___ LISTING ___

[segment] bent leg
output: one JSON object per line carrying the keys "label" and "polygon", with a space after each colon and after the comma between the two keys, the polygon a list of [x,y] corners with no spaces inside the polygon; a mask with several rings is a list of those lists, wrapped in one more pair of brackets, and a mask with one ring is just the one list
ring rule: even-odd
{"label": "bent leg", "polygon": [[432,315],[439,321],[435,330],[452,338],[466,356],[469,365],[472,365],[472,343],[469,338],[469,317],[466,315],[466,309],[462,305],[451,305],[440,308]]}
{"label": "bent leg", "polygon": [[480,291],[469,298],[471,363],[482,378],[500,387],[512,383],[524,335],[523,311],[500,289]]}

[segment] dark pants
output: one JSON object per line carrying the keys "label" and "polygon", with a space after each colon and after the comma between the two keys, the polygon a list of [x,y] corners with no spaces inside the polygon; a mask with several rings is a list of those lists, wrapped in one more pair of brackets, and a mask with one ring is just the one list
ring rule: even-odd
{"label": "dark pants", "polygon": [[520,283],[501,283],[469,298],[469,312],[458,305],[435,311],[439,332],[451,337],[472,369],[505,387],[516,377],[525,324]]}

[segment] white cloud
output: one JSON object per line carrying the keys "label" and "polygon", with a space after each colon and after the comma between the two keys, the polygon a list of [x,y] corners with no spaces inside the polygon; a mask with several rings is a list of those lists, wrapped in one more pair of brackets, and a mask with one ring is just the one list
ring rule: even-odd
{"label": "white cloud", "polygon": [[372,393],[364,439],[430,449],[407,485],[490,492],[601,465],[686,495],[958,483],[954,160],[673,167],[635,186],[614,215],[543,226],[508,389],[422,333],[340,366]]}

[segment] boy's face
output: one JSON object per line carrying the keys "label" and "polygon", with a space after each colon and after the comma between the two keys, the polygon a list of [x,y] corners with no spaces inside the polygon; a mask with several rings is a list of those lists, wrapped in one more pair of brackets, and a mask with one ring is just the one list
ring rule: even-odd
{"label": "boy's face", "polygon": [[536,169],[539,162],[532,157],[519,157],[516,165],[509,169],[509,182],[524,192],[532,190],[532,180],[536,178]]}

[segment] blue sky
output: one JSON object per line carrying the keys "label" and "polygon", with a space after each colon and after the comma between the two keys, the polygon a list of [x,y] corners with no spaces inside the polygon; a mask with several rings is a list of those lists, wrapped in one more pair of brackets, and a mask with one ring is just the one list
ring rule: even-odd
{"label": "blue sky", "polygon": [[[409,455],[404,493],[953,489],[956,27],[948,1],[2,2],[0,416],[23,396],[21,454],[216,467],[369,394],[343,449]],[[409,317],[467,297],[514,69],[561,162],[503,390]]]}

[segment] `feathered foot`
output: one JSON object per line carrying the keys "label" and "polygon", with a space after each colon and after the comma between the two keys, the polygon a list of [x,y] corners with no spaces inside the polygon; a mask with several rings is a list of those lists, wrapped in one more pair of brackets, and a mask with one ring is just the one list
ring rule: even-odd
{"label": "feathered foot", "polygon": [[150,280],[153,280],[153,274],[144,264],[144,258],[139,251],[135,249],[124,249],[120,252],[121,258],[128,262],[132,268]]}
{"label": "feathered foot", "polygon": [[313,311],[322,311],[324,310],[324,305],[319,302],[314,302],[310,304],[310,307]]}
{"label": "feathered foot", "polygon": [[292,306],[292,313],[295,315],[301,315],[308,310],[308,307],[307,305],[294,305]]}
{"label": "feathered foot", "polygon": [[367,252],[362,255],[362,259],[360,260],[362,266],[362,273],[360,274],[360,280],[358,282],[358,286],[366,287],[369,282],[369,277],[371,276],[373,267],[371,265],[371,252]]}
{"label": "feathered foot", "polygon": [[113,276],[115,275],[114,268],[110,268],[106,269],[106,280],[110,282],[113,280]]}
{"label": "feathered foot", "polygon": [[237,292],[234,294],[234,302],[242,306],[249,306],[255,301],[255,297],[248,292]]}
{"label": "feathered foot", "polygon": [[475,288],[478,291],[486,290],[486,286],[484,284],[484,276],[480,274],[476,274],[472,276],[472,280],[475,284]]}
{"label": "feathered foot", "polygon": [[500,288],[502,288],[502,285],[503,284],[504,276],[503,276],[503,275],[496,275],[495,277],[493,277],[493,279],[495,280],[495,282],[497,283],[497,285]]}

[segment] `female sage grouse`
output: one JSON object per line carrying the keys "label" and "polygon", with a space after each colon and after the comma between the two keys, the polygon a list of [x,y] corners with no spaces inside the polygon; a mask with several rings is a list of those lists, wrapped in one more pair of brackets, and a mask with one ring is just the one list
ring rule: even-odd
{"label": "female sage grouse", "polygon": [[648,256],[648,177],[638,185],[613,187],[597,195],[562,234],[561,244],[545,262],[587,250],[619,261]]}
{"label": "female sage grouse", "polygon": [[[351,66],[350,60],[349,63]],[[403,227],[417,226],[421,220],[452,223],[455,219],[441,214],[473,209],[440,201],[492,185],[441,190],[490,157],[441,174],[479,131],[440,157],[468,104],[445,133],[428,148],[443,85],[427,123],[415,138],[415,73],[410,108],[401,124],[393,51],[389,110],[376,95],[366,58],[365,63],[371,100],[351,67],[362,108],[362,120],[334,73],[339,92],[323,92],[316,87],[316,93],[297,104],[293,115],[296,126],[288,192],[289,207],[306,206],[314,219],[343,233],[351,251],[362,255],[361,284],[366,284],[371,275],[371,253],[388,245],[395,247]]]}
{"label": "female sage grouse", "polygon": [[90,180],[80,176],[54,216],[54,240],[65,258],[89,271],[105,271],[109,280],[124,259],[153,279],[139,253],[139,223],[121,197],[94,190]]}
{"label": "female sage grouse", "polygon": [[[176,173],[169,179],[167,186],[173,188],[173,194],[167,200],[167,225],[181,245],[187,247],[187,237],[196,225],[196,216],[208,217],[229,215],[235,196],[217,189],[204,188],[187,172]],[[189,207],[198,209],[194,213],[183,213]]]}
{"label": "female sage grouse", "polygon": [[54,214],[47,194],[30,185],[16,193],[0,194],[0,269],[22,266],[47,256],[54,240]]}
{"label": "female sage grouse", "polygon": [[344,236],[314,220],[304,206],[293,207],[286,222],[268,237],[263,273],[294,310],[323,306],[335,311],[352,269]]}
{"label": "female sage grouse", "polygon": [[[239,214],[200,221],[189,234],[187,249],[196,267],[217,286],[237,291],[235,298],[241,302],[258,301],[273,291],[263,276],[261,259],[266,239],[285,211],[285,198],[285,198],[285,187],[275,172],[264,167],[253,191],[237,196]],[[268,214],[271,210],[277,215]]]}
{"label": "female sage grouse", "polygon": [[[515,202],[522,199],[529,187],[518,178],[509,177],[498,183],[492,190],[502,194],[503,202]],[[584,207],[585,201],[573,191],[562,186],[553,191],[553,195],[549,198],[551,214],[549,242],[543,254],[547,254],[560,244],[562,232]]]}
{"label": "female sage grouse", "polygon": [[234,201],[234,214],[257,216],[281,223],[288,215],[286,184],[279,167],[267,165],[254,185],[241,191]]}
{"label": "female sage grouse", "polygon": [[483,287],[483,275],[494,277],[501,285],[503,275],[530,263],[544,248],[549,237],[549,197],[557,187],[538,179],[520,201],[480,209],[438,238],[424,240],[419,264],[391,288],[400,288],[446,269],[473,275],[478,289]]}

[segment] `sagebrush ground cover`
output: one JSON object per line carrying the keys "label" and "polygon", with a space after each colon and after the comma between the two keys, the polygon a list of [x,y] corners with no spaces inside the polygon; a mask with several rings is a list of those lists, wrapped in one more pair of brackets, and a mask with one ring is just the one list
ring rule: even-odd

___

YOUR TASK:
Write the material out again word for word.

RESULT:
[segment] bent leg
output: one JSON object per line carrying the keys "label" and "polygon", with a space after each colon and after the comma between the two keys, the polygon a list of [x,y] corners with no spaces inside the polygon; a mask with several rings is a list of those lists, wrapped in one more pair of brackets, and a mask with one ring is just the one list
ring rule: even-odd
{"label": "bent leg", "polygon": [[432,315],[439,321],[435,330],[452,338],[466,356],[469,365],[472,365],[472,343],[469,338],[469,317],[466,315],[466,309],[462,305],[451,305],[440,308]]}
{"label": "bent leg", "polygon": [[480,291],[469,298],[471,363],[482,378],[500,387],[512,383],[524,335],[523,311],[500,289]]}

[segment] dark pants
output: one JSON object per line carrying the keys "label" and "polygon", with a space after each colon and after the comma between the two keys, the polygon a list of [x,y] corners with no spaces inside the polygon; a mask with several rings is a list of those lists, wrapped in one more pair of brackets, and a mask with one ring is just the one list
ring rule: even-odd
{"label": "dark pants", "polygon": [[520,283],[501,283],[469,298],[469,312],[458,305],[435,311],[439,332],[451,337],[472,369],[505,387],[516,377],[525,324]]}

[segment] white cloud
output: one JSON object per line carrying the keys "label" and "polygon", with a space after each colon and after the comma between the two keys, the polygon a list of [x,y] corners with no spaces inside the polygon; a mask with several rings is a list of those lists, wrapped in one more pair of brackets, and a mask with one ring is just the one list
ring rule: even-odd
{"label": "white cloud", "polygon": [[372,393],[364,439],[430,449],[407,485],[490,492],[601,465],[686,495],[958,483],[954,160],[673,167],[635,186],[614,215],[543,226],[508,389],[422,333],[340,366]]}

[segment] boy's face
output: one JSON object per line carrying the keys "label" and "polygon", with a space after each colon and after the comma between the two keys, the polygon a list of [x,y] corners with no spaces inside the polygon; a mask with several rings is a list of those lists, wrapped in one more pair of brackets, and a mask with one ring is just the one list
ring rule: even-odd
{"label": "boy's face", "polygon": [[536,169],[539,162],[532,157],[519,157],[516,165],[509,169],[509,182],[524,192],[532,190],[532,180],[536,178]]}

[segment] blue sky
output: one JSON object per line carrying the keys "label" and "polygon", with a space after each colon and after the comma between the two keys, the polygon a list of [x,y] corners with no spaces inside the polygon; a mask with several rings is a list of those lists, wrapped in one more pair of brackets, and a mask with one ring is just the one list
ring rule: even-odd
{"label": "blue sky", "polygon": [[[409,455],[404,493],[953,489],[956,27],[948,1],[2,2],[0,416],[23,396],[21,454],[216,467],[369,394],[343,449]],[[409,317],[467,297],[514,69],[561,162],[503,390]]]}

[segment] `feathered foot`
output: one JSON object per line carrying the keys "label" and "polygon", with a space after each colon and after the comma between the two keys, the polygon a list of [x,y] corners with no spaces inside the polygon; a mask with several rings is a list of those lists, wrapped in one more pair of brackets, and a mask with one ring is just the one list
ring rule: even-odd
{"label": "feathered foot", "polygon": [[150,280],[153,280],[153,274],[144,264],[144,258],[139,251],[135,249],[124,249],[120,252],[121,258],[128,262],[132,268]]}
{"label": "feathered foot", "polygon": [[313,311],[322,311],[324,310],[324,305],[319,302],[314,302],[310,304],[310,307]]}
{"label": "feathered foot", "polygon": [[292,306],[292,313],[295,315],[301,315],[308,310],[308,307],[307,305],[294,305]]}
{"label": "feathered foot", "polygon": [[367,252],[362,255],[362,259],[360,260],[362,266],[362,273],[360,274],[360,280],[358,282],[358,286],[366,287],[369,282],[369,277],[371,276],[373,267],[371,265],[371,252]]}
{"label": "feathered foot", "polygon": [[113,276],[115,275],[114,268],[110,268],[106,269],[106,280],[110,282],[113,280]]}
{"label": "feathered foot", "polygon": [[237,292],[234,294],[234,302],[242,306],[249,306],[255,301],[255,297],[248,292]]}
{"label": "feathered foot", "polygon": [[475,288],[478,291],[486,290],[486,286],[484,284],[484,276],[480,274],[476,274],[472,276],[472,280],[475,284]]}
{"label": "feathered foot", "polygon": [[500,288],[502,288],[502,285],[503,284],[504,276],[503,276],[503,275],[496,275],[495,277],[493,277],[493,279],[495,280],[495,282],[497,283],[497,285]]}

[segment] `female sage grouse`
output: one JSON object per line carrying the keys "label" and "polygon", with a space after each colon and after the comma between the two keys, the polygon a list of [x,y] corners with no spaces inside the polygon; a mask with several rings is a list of those lists, wrapped in one more pair of brackets, and a mask with one ring is just the one list
ring rule: even-odd
{"label": "female sage grouse", "polygon": [[648,256],[648,177],[638,185],[613,187],[597,195],[562,234],[561,244],[545,262],[587,250],[619,261]]}
{"label": "female sage grouse", "polygon": [[[351,66],[350,60],[349,63]],[[403,227],[417,226],[421,220],[452,223],[455,219],[441,214],[473,209],[440,201],[492,185],[441,190],[490,157],[441,174],[479,131],[440,157],[468,104],[445,133],[428,148],[443,85],[427,123],[415,138],[415,73],[410,108],[401,124],[393,51],[389,110],[376,95],[366,58],[365,63],[371,100],[351,67],[362,108],[362,120],[334,73],[339,92],[323,92],[316,87],[316,93],[297,104],[293,115],[296,126],[288,192],[289,207],[306,206],[314,219],[343,233],[351,251],[362,255],[361,284],[366,284],[371,275],[371,253],[388,245],[395,247]]]}
{"label": "female sage grouse", "polygon": [[90,180],[80,176],[54,216],[54,240],[65,258],[89,271],[105,271],[109,280],[124,259],[153,279],[139,253],[139,223],[121,197],[94,190]]}
{"label": "female sage grouse", "polygon": [[[176,173],[169,179],[167,186],[173,188],[173,194],[167,200],[167,225],[181,245],[187,247],[187,237],[196,225],[196,216],[208,217],[229,215],[235,196],[217,189],[204,188],[187,172]],[[189,207],[198,209],[194,213],[183,213]]]}
{"label": "female sage grouse", "polygon": [[54,214],[47,194],[30,185],[16,193],[0,194],[0,269],[22,266],[47,256],[54,240]]}
{"label": "female sage grouse", "polygon": [[344,236],[314,220],[304,206],[293,207],[286,222],[268,237],[263,273],[294,310],[323,306],[335,311],[352,269]]}
{"label": "female sage grouse", "polygon": [[[239,214],[200,221],[189,234],[187,249],[196,267],[217,286],[237,291],[235,298],[241,302],[258,301],[273,291],[263,276],[261,259],[266,239],[285,211],[285,198],[285,198],[285,187],[275,172],[264,167],[253,191],[237,196]],[[268,214],[271,210],[277,215]]]}
{"label": "female sage grouse", "polygon": [[[515,202],[522,199],[529,187],[518,178],[509,177],[498,183],[492,190],[502,194],[503,202]],[[584,207],[585,201],[573,191],[562,186],[553,191],[553,195],[549,198],[551,214],[549,242],[543,254],[547,254],[560,244],[562,232]]]}
{"label": "female sage grouse", "polygon": [[234,201],[234,214],[257,216],[281,223],[288,215],[286,184],[279,167],[267,165],[254,185],[241,191]]}
{"label": "female sage grouse", "polygon": [[483,287],[483,275],[494,277],[501,285],[503,275],[530,263],[544,248],[549,237],[549,197],[557,187],[538,179],[520,201],[480,209],[438,238],[424,240],[419,264],[391,288],[400,288],[446,269],[473,275],[478,289]]}

[segment] `sagebrush ground cover`
output: one JSON object per line carrying the keys "label" and "polygon", with a space after each colon and after the comma between the two keys, the polygon a list of [x,y] corners with no spaces inside the polygon; a mask with several rings is a list of those lists, wrapped in one more pair of brackets, and a mask with one ring is just the one list
ring rule: even-odd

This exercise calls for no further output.